** Tasks for this exercise **
[a] In the multispectral segmentation guide, why must the 4-band GeoTIFF files be loaded with use_rasterio: true?
[b] Reproduce a portion of the multispectral segmentation guide word for word, starting with "Step 1: Prepare" and going on through "or relative paths.".

** BEGIN Passage to read **

Skip to main content

Multispectral Satellite Imagery Segmentation

A complete example showing how to train a U-Net model for building and vegetation segmentation on 4-band RGBI (Red, Green, Blue, Near-Infrared) satellite imagery stored as GeoTIFF files.

Use Case

Multispectral satellite sensors capture information beyond the visible spectrum. A common 4-band product includes:

  • Band 1: Red
  • Band 2: Green
  • Band 3: Blue
  • Band 4: Near-Infrared (NIR)

The NIR band is especially valuable for distinguishing vegetation from built-up surfaces, making it a powerful input for building footprint and vegetation mapping tasks.

Rasterio Required

Multispectral GeoTIFF files must be loaded with use_rasterio: true. Standard PIL-based loading only handles 3-channel RGB images.

Project Structure

multispectral_project/
├── data/
│ ├── train/
│ │ ├── images/ # 4-band GeoTIFF files
│ │ └── masks/ # Binary PNG masks
│ └── val/
│ ├── images/
│ └── masks/
├── configs/
│ └── train.yaml
├── train.csv
├── val.csv
└── outputs/

Step 1: Prepare Your Dataset

File Format

Images must be multi-band GeoTIFF files readable by rasterio. Masks are single-channel binary PNG files where pixel value 1 (or 255) indicates the target class (building or vegetation) and 0 is background.

Create CSV Files

The CSV files must contain at minimum an image column and a mask column with absolute or relative paths.

Create train.csv:

image,mask
data/train/images/tile_001.tif,data/train/masks/tile_001.png
data/train/images/tile_002.tif,data/train/masks/tile_002.png
data/train/images/tile_003.tif,data/train/masks/tile_003.png

Create val.csv:

image,mask
data/val/images/tile_101.tif,data/val/masks/tile_101.png
data/val/images/tile_102.tif,data/val/masks/tile_102.png
Generating CSVs from a Directory

Use this script to auto-generate CSVs from a folder of GeoTIFFs and their corresponding masks:

import pandas as pd
from pathlib import Path

def create_multispectral_csv(images_dir, masks_dir, output_csv):
data = []
for img_file in sorted(Path(images_dir).glob("*.tif")):
mask_file = Path(masks_dir) / f"{img_file.stem}.png"

** END Passage to read **
** BEGIN Provided information **

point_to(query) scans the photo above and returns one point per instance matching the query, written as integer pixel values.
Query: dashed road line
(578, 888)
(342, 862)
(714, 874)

** END Provided information **

** Expected responses **
[a] Standard PIL-based loading only handles 3-channel RGB images. These GeoTIFF files carry four bands: Red, Green, Blue, and Near-Infrared.

[b]
Step 1: Prepare Your Dataset

File Format

Images must be multi-band GeoTIFF files readable by rasterio. Masks are single-channel binary PNG files where pixel value 1 (or 255) indicates the target class (building or vegetation) and 0 is background.

Create CSV Files

The CSV files must contain at minimum an image column and a mask column with absolute or relative paths.